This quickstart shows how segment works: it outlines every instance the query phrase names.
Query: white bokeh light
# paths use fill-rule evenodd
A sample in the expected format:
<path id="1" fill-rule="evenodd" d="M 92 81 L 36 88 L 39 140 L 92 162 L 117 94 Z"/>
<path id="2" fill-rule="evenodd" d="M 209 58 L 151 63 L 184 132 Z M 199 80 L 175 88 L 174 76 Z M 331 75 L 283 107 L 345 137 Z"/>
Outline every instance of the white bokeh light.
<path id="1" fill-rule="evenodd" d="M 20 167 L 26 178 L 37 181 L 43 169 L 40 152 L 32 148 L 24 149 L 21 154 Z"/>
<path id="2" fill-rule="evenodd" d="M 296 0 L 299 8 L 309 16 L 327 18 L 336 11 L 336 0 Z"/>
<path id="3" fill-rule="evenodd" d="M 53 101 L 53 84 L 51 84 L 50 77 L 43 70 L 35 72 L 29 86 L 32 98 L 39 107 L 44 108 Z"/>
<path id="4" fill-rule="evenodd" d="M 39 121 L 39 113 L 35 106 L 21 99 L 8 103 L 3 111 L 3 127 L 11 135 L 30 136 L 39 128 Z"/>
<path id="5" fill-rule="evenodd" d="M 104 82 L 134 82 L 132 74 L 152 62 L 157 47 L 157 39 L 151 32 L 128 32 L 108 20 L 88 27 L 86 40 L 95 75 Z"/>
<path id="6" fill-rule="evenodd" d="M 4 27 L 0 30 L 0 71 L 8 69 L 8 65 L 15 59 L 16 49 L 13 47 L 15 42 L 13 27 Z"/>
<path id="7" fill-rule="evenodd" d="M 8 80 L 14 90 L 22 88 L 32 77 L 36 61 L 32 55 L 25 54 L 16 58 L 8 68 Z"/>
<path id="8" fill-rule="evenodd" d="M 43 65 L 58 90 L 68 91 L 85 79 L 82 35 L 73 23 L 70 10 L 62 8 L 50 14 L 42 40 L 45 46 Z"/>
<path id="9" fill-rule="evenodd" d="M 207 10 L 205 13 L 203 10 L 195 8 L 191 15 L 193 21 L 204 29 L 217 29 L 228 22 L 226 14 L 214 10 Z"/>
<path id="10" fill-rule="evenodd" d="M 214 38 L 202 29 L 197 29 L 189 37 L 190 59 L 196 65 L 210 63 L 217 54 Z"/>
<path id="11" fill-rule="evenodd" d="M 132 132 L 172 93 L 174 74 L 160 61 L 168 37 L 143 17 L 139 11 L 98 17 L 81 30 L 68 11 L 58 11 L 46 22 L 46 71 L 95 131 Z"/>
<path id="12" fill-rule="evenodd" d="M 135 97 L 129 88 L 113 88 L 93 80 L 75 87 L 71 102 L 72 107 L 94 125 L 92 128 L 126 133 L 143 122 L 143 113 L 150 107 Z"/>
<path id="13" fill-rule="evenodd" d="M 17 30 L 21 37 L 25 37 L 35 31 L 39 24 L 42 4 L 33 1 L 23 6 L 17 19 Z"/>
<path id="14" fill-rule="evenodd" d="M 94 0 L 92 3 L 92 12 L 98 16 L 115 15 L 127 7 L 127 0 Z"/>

====

What the task requires ::
Up to and including the line with "88 L 39 140", write out the records above exactly, starting from their first line.

Exercise response ::
This quickstart shows how segment works: it outlines every instance the query phrase names.
Query: white bokeh light
# paths use fill-rule evenodd
A sample in the expected format:
<path id="1" fill-rule="evenodd" d="M 92 81 L 36 88 L 39 140 L 92 162 L 117 94 Z"/>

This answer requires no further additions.